◆ Task to carry out
Please repeat all of the listing exactly.

***** Records for this task

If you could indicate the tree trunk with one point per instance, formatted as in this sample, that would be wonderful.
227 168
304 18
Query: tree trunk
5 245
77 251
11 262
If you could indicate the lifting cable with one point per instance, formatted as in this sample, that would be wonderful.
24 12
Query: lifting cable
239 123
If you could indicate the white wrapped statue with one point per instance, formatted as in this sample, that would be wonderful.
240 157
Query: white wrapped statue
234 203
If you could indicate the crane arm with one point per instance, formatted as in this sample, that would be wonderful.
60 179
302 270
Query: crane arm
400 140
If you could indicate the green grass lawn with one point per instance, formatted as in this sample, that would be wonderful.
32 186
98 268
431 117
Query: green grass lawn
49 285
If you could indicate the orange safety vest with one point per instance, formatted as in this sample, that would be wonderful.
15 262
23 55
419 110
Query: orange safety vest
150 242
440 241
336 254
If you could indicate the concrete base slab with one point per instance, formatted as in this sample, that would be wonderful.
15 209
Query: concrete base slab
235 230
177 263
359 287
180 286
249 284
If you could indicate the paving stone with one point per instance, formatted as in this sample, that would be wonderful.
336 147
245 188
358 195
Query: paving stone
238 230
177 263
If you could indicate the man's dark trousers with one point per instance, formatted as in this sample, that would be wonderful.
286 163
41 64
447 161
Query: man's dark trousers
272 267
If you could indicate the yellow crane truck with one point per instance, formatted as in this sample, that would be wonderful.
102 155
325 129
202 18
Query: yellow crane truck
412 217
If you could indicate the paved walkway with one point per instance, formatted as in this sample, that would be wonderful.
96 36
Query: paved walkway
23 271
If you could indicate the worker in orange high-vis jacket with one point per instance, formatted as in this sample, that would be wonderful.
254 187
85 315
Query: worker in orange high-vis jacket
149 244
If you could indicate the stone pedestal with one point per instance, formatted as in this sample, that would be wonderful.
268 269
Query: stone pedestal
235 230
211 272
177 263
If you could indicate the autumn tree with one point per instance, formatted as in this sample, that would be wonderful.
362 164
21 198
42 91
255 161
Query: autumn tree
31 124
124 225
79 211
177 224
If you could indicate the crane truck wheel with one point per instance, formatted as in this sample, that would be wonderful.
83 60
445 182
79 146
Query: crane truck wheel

**********

◆ Complete response
If you could indicate the tree trunk with one point per instance, formatted as in this sample, that would be wonderful.
227 168
304 18
Query: tree trunk
5 245
77 251
11 262
If you could indicate the lifting cable with one point per instance, formatted as in this sample, that would be wonderful.
24 12
Query: lifting cable
239 123
If you could indicate the white wrapped statue with one point per instance, formatted as in this sample, that would be wonderful.
240 157
Query: white wrapped statue
234 203
If you could indicate the crane arm with one point per instance, formatted as in this sample, that would be wonderful.
60 179
302 270
Query: crane arm
400 140
If you could indicate the green grass lawn with one point per instance, formatted as in this sample, that would be wonderful.
32 186
98 268
431 117
Query: green grass lawn
49 285
If you could indicate the orange safety vest with one point per instance, formatted as in this sample, that would be wonderful.
15 262
23 55
419 110
Query: orange safety vest
150 242
440 241
336 254
If you could indicate the concrete base slab with one point per instance, formatted as in this sample, that would be wonderful.
15 209
Query: concrete base slab
235 230
177 263
359 287
180 286
249 284
If you could indicate the paving stone with one point per instance, formatted as in this sample, that would be wonderful.
336 147
245 188
358 195
Query: paving stone
238 230
177 263
If you could indicate the man's dark trousers with one point per instance, formatted as in this sample, that would be wonderful.
286 163
41 64
447 161
Query: man's dark trousers
272 267
If you could indicate the yellow crane truck with one point per instance, formatted as in this sample, that would be wonderful.
102 155
325 129
202 18
Query: yellow crane truck
412 217
If you could indicate the paved walkway with one point per instance, formatted as in this sample, that would be wonderful.
96 36
Query: paved walkway
23 271
If you could indicate the worker in orange high-vis jacket with one point per instance, formatted as in this sample, that would be wonderful.
254 187
85 315
Query: worker in orange high-vis jacket
149 244
If you could indicate the stone pedestal with one point per instance, formatted as in this sample, that would be wonderful.
268 269
Query: stone pedestal
235 230
211 272
177 263
If you could indicate the autumn tree with one point per instance, formatted as in this sample, that would be wonderful.
362 164
21 198
42 91
255 161
Query: autumn tree
31 124
124 225
79 211
177 224
If you could indicate the crane truck wheel with one point per instance, formatted as in this sample, that would be wonderful.
83 60
445 182
79 146
Query: crane truck wheel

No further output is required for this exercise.